# [Dataset extract]

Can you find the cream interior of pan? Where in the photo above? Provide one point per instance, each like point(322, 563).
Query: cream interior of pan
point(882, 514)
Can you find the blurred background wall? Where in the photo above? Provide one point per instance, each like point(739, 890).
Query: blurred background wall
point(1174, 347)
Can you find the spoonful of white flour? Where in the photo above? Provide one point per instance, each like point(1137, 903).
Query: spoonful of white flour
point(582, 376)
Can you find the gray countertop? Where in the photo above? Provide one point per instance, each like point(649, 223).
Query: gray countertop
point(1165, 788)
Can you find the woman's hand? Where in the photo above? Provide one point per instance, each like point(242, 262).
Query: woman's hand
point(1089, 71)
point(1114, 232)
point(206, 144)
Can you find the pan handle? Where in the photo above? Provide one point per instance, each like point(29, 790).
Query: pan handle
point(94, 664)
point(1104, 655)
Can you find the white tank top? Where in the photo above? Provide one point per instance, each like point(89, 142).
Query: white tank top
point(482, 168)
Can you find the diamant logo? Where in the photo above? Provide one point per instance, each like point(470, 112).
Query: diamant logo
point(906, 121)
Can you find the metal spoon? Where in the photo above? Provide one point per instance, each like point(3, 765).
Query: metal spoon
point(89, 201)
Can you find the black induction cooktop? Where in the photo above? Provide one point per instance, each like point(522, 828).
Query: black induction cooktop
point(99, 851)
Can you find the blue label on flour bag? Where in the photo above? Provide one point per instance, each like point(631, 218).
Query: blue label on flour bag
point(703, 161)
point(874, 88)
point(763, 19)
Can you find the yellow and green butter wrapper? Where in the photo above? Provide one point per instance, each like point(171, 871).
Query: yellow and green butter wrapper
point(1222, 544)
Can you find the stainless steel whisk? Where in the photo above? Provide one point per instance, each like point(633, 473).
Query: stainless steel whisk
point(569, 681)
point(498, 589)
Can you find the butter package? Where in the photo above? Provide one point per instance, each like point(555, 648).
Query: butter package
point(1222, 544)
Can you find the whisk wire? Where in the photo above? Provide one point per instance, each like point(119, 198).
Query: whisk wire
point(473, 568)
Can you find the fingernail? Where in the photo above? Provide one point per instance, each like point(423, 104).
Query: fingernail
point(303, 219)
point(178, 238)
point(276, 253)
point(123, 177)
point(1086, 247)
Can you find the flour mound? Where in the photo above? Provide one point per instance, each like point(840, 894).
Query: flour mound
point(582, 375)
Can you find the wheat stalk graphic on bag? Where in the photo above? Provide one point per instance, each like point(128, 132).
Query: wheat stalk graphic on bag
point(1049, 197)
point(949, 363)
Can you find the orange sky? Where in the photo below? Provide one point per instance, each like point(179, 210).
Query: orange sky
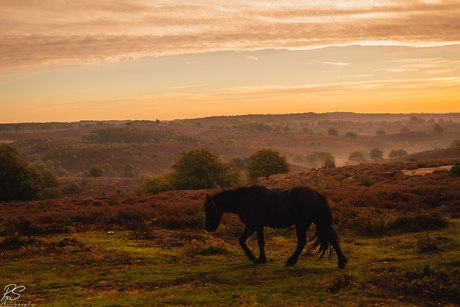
point(100, 60)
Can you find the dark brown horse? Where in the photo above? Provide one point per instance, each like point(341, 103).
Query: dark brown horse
point(259, 207)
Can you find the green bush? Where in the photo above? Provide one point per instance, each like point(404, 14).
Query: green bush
point(52, 193)
point(366, 181)
point(73, 187)
point(156, 183)
point(266, 162)
point(351, 135)
point(63, 173)
point(397, 153)
point(96, 171)
point(18, 180)
point(376, 154)
point(50, 178)
point(455, 170)
point(357, 156)
point(202, 169)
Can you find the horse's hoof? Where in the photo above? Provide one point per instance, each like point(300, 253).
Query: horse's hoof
point(260, 261)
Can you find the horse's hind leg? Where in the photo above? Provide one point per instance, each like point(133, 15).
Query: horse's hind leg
point(342, 260)
point(301, 231)
point(261, 242)
point(247, 232)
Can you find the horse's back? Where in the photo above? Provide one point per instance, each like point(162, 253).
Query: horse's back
point(267, 207)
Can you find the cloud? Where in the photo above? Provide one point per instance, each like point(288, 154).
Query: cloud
point(52, 32)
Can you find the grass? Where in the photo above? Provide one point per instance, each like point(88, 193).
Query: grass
point(193, 268)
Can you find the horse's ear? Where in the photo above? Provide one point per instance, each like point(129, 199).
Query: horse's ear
point(210, 200)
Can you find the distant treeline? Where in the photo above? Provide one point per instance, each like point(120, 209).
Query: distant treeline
point(140, 136)
point(34, 126)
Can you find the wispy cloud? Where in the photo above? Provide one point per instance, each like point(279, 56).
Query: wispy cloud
point(45, 32)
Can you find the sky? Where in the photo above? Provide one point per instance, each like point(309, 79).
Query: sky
point(151, 59)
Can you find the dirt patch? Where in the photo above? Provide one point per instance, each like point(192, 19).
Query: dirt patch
point(427, 170)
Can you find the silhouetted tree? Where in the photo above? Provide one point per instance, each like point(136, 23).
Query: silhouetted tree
point(18, 180)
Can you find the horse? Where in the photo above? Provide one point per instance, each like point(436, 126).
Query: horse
point(259, 207)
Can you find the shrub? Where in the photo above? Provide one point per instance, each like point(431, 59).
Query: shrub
point(438, 128)
point(376, 154)
point(356, 156)
point(96, 171)
point(108, 170)
point(455, 170)
point(266, 162)
point(128, 171)
point(202, 169)
point(333, 132)
point(52, 193)
point(156, 183)
point(366, 181)
point(18, 181)
point(405, 129)
point(63, 173)
point(73, 187)
point(50, 178)
point(329, 163)
point(351, 135)
point(397, 153)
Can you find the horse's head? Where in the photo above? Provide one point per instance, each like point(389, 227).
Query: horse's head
point(213, 214)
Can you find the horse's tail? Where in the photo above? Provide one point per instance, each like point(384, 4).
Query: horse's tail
point(324, 232)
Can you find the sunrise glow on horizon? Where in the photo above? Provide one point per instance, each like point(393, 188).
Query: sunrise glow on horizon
point(147, 60)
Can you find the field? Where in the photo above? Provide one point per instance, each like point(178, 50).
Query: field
point(400, 231)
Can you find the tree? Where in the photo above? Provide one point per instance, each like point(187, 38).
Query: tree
point(50, 179)
point(376, 154)
point(312, 160)
point(201, 169)
point(357, 156)
point(18, 180)
point(63, 173)
point(333, 132)
point(351, 135)
point(96, 171)
point(128, 171)
point(156, 183)
point(438, 128)
point(397, 153)
point(266, 162)
point(405, 129)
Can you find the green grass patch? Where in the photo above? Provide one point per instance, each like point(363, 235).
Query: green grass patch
point(194, 268)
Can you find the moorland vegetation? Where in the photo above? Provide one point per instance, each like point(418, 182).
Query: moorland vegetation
point(130, 237)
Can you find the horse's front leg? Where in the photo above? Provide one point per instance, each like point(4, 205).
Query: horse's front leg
point(247, 232)
point(301, 231)
point(261, 241)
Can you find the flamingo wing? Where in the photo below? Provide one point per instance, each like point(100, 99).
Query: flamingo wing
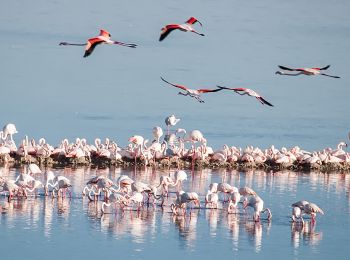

# [Exercise]
Please set out every line of the records above as a numbered list, skipping blank lines and leaving the pictures out.

# [Task solution]
1. Can you find the cream interior of pan? Where in the photo above? Provide one point per instance, each like point(322, 563).
2. Query: cream interior of pan
3. point(882, 514)
4. Can you find the blurred background wall? Where in the photo above? Provide one point per instance, each like point(739, 890).
5. Query: blurred background wall
6. point(1174, 347)
7. Can you find the spoonful of white flour? Where in the photo above? Provide one point per instance, each like point(1137, 903).
8. Query: spoonful of white flour
9. point(582, 376)
10. Can you find the gray countertop? Where in the photo above? Provide one point per instance, each like point(649, 223).
11. Query: gray countertop
12. point(1165, 788)
13. Can you find the woman's hand? Where in the photo above? Provide one point per instance, each like point(242, 262).
14. Query: woman's hand
15. point(1089, 71)
16. point(1114, 232)
17. point(206, 144)
18. Can you find the pan handle? Where in the photo above? Provide one point per instance, each like point(29, 790).
19. Query: pan handle
20. point(94, 664)
21. point(1104, 655)
22. Can you find the white tank top? Where in the photo above? Provide one point per instance, each like point(89, 142).
23. Query: white tank top
24. point(482, 168)
25. Can you find the diamant logo? Where in the photo above? Provide one point per instance, each like point(470, 112).
26. Query: diamant logo
27. point(906, 121)
28. Can you find the metal spoon? Where in the photo above? Provide one point per instance, each like point(3, 765).
29. Query: metal spoon
30. point(89, 201)
31. Can you find the black induction cooktop? Where in the photo above? Provide one point per instance, each like point(522, 828).
32. Query: black induction cooktop
33. point(99, 851)
34. Can you find the blue label on flour bag? Where in the photo above? Provide one point per instance, each like point(631, 218).
35. Query: blue label on flour bag
36. point(703, 161)
37. point(874, 88)
38. point(763, 19)
39. Can you find the yellow and green butter wrapper? Where in the photo above? Provide one point per instance, each like point(171, 871).
40. Query: yellow and green butter wrapper
41. point(1222, 544)
42. Can you find the stainless steel whisk? Where in the photo above? Provide one point per instance, each like point(633, 473).
43. Query: stainless steel whisk
44. point(569, 681)
45. point(498, 589)
46. Can you find the butter package? Where in the photo above? Provide one point per instance, each like point(555, 648).
47. Query: butter package
48. point(1222, 544)
49. Can you find the whisk wire? Where in the photo above? Provide one point per instance, each like point(119, 198).
50. Query: whisk wire
51. point(473, 568)
52. Can you find the fingernail? Where in the photo above? Provide one point per instance, each like point(423, 104).
53. Query: fingernail
54. point(303, 219)
55. point(178, 238)
56. point(276, 253)
57. point(123, 177)
58. point(1086, 247)
59. Can you find the flour mound? Where in the photo above? Provide one point per instance, each like point(840, 894).
60. Query: flour mound
61. point(582, 375)
62. Can you find the wheat stalk graphic on bag? Where in the photo above? Provide one point per instance, each like point(128, 132).
63. Query: wheat stalk graphic on bag
64. point(1049, 197)
65. point(949, 363)
66. Can you find the orange sky? Where in the photo below? Provide one point per instance, each like point(179, 210).
67. Query: orange sky
68. point(100, 60)
69. Can you find the dark brown horse? Where in the photo above? Provide one point per instance, each like point(341, 103).
70. Query: dark brown horse
71. point(259, 207)
72. Can you find the green bush? Where in the photo above? Provide one point per instance, each like point(404, 14).
73. Query: green bush
74. point(52, 193)
75. point(366, 181)
76. point(73, 187)
77. point(156, 183)
78. point(266, 162)
79. point(351, 135)
80. point(63, 173)
81. point(397, 153)
82. point(96, 171)
83. point(18, 180)
84. point(376, 154)
85. point(50, 178)
86. point(455, 170)
87. point(357, 156)
88. point(202, 169)
89. Can you find the horse's hoof? Where in the photo above? Provide one point per instance, each like point(300, 253).
90. Query: horse's hoof
91. point(260, 261)
92. Can you find the horse's hind leg? Where in the photo above? Provide one point per instance, each like point(133, 15).
93. Query: horse's hind leg
94. point(342, 260)
95. point(301, 231)
96. point(261, 242)
97. point(247, 232)
98. Can you find the horse's back? Where in the photo above? Provide one point per instance, each like point(162, 253).
99. Query: horse's back
100. point(267, 207)
101. Can you find the cloud? Where in the photo above? Provide one point per instance, each like point(288, 154).
102. Query: cloud
103. point(52, 32)
104. Can you find the grass? Where in the photo above? Provide one point per instance, each like point(88, 193).
105. Query: grass
106. point(193, 268)
107. Can you find the horse's ear? Where in the photo above? Provide one point per instance, each like point(129, 199).
108. Query: horse's ear
109. point(210, 200)
110. Can you find the distant treeline? Where in the photo above? Provide one point per instance, each like point(120, 209).
111. Query: distant treeline
112. point(140, 136)
113. point(34, 126)
114. Can you find the wispy cloud? Where in the photo above? Provide one point per instance, each like point(279, 56).
115. Query: wispy cloud
116. point(45, 32)
117. Can you find the sky? Where in the photo above? Provide one point per instance, each like point(309, 79).
118. Query: sky
119. point(151, 59)
120. Can you find the dirt patch? Where in the photo above? Provide one point per instance, each like point(192, 19).
121. Query: dirt patch
122. point(427, 170)
123. Can you find the silhouetted tree? Where in the photo above? Provide one point per instance, each like point(136, 23).
124. Query: silhouetted tree
125. point(18, 180)
126. Can you find the horse? Where in the photo above? Provide one point per instance, each like point(436, 126).
127. Query: horse
128. point(259, 207)
129. Can you find the shrub? Where in the photo above? Provide one point per instance, each like point(431, 59).
130. Query: shrub
131. point(438, 128)
132. point(376, 154)
133. point(356, 156)
134. point(96, 171)
135. point(108, 170)
136. point(455, 170)
137. point(266, 162)
138. point(128, 171)
139. point(202, 169)
140. point(333, 132)
141. point(52, 193)
142. point(156, 183)
143. point(366, 181)
144. point(18, 181)
145. point(405, 129)
146. point(63, 173)
147. point(73, 187)
148. point(50, 178)
149. point(329, 163)
150. point(351, 135)
151. point(397, 153)
152. Can you find the horse's head? Where in the photo above? Provide one point per instance, each like point(389, 227).
153. Query: horse's head
154. point(213, 214)
155. Can you find the horse's tail? Where in the photo above? Provide one point per instance, each like point(384, 4).
156. Query: horse's tail
157. point(324, 232)
158. Can you find the sunrise glow on horizon? Where in the photo above? Provide one point per instance, each like point(393, 188).
159. Query: sunrise glow on horizon
160. point(147, 60)
161. Can you find the field? Where in the photo above? Provide one point per instance, each like point(178, 50).
162. Query: field
163. point(400, 231)
164. Can you find the tree? Where in the photo above? Provide one point per instance, each like point(187, 38).
165. Query: tree
166. point(50, 179)
167. point(376, 154)
168. point(312, 160)
169. point(201, 169)
170. point(357, 156)
171. point(18, 180)
172. point(63, 173)
173. point(333, 132)
174. point(351, 135)
175. point(96, 171)
176. point(128, 171)
177. point(156, 183)
178. point(438, 128)
179. point(397, 153)
180. point(266, 162)
181. point(405, 129)
182. Can you find the green grass patch? Where in the photo above? Provide one point per instance, each like point(363, 235).
183. Query: green grass patch
184. point(194, 268)
185. Can you find the moorland vegetation? Where in the photo above? Provide one point per instance, each like point(418, 182).
186. Query: moorland vegetation
187. point(130, 237)
188. Can you find the horse's front leg? Where in the photo above? Provide one point per instance, each like point(4, 205).
189. Query: horse's front leg
190. point(247, 232)
191. point(301, 231)
192. point(261, 241)
193. Can you find the flamingo wing? Where in the photo below? Provide one point per instance, each like point(100, 99).
194. Query: flamingo wing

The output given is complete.